## TASK ITEM:
For the records that follow, give the number of lines containing the word "below", with no added text.
—————
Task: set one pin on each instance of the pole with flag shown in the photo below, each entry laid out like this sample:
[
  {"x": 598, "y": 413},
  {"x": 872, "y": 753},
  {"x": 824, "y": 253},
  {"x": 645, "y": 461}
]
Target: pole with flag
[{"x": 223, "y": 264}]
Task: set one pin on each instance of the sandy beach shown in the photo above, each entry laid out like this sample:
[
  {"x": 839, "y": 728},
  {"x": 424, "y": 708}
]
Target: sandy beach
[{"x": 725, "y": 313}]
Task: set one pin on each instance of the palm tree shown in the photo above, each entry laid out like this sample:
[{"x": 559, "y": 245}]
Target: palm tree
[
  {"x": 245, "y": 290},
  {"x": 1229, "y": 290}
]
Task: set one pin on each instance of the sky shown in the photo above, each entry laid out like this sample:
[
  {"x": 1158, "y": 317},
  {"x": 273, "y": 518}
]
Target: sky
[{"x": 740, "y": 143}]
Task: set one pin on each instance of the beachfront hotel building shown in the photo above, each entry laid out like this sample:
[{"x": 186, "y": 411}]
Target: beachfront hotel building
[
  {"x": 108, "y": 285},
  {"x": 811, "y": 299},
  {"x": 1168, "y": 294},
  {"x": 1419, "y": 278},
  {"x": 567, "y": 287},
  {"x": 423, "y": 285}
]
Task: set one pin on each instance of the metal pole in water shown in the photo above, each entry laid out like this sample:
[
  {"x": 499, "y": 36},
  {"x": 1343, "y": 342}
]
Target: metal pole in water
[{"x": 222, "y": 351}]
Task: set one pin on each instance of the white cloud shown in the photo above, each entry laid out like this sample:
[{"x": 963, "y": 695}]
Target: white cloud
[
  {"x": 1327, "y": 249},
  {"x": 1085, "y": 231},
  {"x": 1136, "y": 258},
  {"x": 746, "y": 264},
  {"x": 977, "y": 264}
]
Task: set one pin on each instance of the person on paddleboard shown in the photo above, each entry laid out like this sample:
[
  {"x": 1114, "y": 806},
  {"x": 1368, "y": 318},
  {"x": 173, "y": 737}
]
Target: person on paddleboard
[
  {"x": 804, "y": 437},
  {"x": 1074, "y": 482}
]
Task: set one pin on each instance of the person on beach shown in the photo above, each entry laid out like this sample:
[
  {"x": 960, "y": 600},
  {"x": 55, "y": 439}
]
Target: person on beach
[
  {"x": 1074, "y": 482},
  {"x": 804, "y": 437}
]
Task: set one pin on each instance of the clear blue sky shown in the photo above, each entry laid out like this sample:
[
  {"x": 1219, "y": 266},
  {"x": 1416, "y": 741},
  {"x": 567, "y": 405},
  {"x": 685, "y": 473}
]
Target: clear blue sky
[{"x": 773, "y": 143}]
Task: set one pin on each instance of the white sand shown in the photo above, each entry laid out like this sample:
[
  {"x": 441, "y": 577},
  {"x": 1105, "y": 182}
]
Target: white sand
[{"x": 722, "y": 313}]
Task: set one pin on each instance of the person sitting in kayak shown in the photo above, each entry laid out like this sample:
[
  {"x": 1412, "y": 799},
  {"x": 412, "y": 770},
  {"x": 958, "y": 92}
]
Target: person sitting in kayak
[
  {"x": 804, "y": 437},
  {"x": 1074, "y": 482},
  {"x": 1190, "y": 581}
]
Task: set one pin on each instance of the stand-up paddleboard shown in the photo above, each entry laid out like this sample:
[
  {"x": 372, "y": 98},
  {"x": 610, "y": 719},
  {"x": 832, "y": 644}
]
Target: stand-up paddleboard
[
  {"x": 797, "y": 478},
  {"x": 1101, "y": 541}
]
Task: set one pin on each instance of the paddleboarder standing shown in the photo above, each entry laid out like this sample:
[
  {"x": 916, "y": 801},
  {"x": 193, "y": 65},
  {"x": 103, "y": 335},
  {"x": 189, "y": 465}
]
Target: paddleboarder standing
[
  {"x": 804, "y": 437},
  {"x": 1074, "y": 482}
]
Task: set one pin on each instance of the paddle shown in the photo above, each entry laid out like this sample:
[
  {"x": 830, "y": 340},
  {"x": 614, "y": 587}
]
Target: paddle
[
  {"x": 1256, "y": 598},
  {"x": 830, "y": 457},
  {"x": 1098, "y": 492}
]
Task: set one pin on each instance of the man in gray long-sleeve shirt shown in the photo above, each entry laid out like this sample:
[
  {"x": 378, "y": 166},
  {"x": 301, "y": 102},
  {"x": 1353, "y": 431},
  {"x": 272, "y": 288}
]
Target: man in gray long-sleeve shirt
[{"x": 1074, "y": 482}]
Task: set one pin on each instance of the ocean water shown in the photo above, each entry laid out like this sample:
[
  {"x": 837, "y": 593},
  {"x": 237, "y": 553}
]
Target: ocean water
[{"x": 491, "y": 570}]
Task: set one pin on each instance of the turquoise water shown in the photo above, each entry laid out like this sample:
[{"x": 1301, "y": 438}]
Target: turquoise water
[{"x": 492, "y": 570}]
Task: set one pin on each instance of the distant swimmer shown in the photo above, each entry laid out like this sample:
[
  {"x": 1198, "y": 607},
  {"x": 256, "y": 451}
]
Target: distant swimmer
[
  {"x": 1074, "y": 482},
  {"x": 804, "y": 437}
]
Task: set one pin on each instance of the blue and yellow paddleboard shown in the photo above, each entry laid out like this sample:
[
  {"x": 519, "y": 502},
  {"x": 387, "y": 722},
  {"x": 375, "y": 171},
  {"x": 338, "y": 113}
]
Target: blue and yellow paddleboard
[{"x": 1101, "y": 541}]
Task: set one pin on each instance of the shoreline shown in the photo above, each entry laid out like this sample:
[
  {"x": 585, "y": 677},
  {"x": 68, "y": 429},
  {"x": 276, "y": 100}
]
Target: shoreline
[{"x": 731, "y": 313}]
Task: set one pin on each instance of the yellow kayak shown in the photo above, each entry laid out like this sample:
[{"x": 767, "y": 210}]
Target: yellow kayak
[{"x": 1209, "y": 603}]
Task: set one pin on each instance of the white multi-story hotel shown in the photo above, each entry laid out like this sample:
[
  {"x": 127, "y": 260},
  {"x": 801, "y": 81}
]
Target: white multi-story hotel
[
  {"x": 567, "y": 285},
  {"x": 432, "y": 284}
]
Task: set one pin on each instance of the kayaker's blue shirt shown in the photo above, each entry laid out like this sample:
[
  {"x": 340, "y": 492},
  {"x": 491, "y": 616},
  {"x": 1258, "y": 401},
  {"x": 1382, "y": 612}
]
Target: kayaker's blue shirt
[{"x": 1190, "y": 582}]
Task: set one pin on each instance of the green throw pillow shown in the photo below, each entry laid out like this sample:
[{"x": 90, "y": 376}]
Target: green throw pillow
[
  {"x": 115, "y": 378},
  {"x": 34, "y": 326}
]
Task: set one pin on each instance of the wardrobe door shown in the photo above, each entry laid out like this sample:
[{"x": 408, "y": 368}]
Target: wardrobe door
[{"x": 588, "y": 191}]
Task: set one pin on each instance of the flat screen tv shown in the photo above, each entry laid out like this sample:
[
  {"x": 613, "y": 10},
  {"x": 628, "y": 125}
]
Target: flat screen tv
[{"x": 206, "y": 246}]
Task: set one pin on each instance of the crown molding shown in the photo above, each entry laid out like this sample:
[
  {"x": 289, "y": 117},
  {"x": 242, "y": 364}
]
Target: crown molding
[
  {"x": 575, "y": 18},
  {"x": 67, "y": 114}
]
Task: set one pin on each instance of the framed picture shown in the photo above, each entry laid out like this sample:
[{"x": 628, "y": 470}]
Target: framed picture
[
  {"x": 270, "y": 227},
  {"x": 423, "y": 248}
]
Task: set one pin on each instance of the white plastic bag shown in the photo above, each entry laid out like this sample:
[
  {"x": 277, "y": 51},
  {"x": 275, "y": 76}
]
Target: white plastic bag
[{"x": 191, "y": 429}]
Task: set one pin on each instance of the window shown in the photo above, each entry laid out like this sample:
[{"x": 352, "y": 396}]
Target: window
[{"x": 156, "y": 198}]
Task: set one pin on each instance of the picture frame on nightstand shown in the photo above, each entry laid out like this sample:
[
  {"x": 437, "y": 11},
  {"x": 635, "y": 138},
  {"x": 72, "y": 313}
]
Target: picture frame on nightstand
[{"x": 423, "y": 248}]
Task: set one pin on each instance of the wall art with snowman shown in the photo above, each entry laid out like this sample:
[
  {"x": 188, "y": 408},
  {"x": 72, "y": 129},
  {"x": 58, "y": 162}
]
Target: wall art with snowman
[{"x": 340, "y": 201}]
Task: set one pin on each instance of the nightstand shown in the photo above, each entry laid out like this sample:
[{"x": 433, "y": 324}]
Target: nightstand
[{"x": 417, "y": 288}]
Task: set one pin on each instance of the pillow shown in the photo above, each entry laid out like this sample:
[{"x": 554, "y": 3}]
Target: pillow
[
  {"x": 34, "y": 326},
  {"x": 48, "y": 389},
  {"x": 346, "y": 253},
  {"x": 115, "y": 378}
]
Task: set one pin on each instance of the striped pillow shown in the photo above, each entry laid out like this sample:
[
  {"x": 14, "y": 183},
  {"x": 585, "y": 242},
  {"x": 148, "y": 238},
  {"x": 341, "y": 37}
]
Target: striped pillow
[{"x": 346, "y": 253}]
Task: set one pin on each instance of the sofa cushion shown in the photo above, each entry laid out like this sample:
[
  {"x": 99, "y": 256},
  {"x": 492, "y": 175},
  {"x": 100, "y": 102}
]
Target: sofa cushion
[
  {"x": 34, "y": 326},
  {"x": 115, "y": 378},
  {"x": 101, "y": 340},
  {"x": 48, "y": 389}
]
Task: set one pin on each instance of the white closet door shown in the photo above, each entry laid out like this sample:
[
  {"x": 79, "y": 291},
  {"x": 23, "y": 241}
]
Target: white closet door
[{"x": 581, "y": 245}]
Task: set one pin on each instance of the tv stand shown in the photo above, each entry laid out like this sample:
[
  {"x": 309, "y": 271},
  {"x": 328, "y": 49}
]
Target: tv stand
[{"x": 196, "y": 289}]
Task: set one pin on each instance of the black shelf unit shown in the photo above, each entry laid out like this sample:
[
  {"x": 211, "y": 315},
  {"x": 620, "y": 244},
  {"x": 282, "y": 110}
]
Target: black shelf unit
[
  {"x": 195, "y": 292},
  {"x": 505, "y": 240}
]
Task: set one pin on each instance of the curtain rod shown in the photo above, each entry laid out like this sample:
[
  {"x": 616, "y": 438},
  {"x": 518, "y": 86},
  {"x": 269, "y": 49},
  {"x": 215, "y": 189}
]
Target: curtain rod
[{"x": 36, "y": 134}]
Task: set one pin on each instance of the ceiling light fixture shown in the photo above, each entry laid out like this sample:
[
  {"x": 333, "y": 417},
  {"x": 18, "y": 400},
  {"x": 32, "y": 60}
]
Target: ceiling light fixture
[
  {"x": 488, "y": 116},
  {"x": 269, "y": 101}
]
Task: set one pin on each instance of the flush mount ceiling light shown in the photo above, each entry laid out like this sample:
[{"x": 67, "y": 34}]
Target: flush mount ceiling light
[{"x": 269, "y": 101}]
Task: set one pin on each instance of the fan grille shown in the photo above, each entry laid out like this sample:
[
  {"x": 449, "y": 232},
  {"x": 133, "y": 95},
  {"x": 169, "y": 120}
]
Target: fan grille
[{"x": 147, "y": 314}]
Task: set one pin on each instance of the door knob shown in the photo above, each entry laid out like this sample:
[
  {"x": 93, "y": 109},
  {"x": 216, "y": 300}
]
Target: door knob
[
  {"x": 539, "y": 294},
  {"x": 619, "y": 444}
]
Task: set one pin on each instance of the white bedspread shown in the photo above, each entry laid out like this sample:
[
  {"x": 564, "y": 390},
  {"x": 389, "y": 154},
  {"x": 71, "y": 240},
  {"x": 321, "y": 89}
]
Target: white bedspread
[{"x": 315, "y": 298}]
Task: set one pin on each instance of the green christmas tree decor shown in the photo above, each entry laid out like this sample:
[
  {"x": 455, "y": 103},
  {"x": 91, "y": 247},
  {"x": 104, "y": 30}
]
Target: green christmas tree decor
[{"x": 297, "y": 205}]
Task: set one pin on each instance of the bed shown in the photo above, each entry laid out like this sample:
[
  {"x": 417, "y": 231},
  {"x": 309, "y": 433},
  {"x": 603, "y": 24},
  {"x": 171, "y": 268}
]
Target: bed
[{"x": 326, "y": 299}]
—————
## TASK ANSWER:
2